#### WYBRANY FRAGMENT ####

Leyla wchodzi do domu Nadira. Staje przed mężczyzną i pyta niepewnie: „Jak poszło?”. „Było pięknie” – odpowiada Sahika, niosąc dwa kieliszki z szampanem. Jeden z nich podaje Leyli. „Obiecałem Yildiz, że jej pomogę” – oznajmia Nadir, trzymając w ręku szklankę z whisky. – „Ale myśl o jej rozwodzie sprawiła, że zmieniłem zdanie”. „Za nowy początek” – mówi Sahika i cała trójka stuka się szkłem. Akcja przeskakuje do następnego dnia. Yildiz spotyka się z Ender w kawiarni.
„Nie wiem, co zrobiła, ale zadzwoniła do Halita i powiedziała mu, że stoi przed domem Nadira” – opowiada Yildiz, nadal zdenerwowana po wczorajszych wydarzeniach. „Może zrozumiała jakoś, że to twój plan” – sugeruje żona Kayi. „Nie wierzę w to. Nadir zadzwonił do niej i zaprosił do siebie. Jak mgła pomyśleć, że to ja za tym stoję?”. „Jak bardzo ufamy Nadirowi?”. „Dlaczego Nadir miałby to zrobić? To bzdura”. „Nie wiem. Może to nie on, ale pewności nie mamy. Musimy brać pod uwagę różne scenariusze”. „Możesz porozmawiać z Nadirem?”. „Mogę go zapytać, ale myślę, że niewiele nam to pomoże”.

#### DOSTARCZONE DANE ####

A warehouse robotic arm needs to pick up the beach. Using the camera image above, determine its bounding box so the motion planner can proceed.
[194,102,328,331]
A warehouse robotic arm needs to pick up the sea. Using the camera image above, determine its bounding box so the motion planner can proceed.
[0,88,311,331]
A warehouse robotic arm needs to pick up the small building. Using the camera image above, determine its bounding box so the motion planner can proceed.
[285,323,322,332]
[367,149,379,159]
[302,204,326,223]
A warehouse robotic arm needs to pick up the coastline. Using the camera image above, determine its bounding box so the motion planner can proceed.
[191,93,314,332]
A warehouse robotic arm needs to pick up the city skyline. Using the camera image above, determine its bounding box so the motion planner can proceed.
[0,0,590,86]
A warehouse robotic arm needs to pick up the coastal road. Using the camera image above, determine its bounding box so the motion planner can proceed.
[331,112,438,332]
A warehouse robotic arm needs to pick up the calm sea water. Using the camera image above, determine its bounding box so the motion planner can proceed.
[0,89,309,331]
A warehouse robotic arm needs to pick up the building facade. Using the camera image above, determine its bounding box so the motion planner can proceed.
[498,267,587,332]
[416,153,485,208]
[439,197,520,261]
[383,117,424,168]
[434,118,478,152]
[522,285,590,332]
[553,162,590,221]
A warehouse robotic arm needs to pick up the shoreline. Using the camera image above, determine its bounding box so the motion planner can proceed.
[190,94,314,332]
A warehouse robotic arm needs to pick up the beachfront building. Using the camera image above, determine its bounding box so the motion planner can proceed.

####

> POLECENIA
1. Odpowiedz krótko na pytania dotyczące fragmentu o wizycie Leyli u Nadira:
(a) Co niesie Sahika, gdy odpowiada na pytanie Leyli?
(b) Co trzyma w ręku Nadir?
(c) Gdzie Yildiz spotyka się z Ender?
2. Ustal, czy poniższe stwierdzenia są zgodne z fragmentem o wizycie Leyli u Nadira. Przy każdym odpowiedz „tak” lub „nie” i przytocz rozstrzygające słowa fragmentu:
(a) Sahika podaje Leyli jeden z kieliszków.
(b) Toast wznoszony przez Sahikę brzmi „Za przyjaźń”.
(c) Spotkanie Yildiz z Ender odbywa się tego samego dnia, co rozmowa w domu Nadira.
3. Przepisz z fragmentu o wizycie Leyli u Nadira odcinek od słów "Leyla wchodzi do" aż po słowa "Ender w kawiarni.".

> ODPOWIEDZI DO POLECEŃ
1.
(a) Dwa kieliszki z szampanem.
(b) Szklankę z whisky.
(c) W kawiarni.

2.
(a) Tak: „Jeden z nich podaje Leyli.”
(b) Nie: „„Za nowy początek” – mówi Sahika”.
(c) Nie: „Akcja przeskakuje do następnego dnia.”

3.
Leyla wchodzi do domu Nadira. Staje przed mężczyzną i pyta niepewnie: „Jak poszło?”. „Było pięknie” – odpowiada Sahika, niosąc dwa kieliszki z szampanem. Jeden z nich podaje Leyli. „Obiecałem Yildiz, że jej pomogę” – oznajmia Nadir, trzymając w ręku szklankę z whisky. – „Ale myśl o jej rozwodzie sprawiła, że zmieniłem zdanie”. „Za nowy początek” – mówi Sahika i cała trójka stuka się szkłem. Akcja przeskakuje do następnego dnia. Yildiz spotyka się z Ender w kawiarni.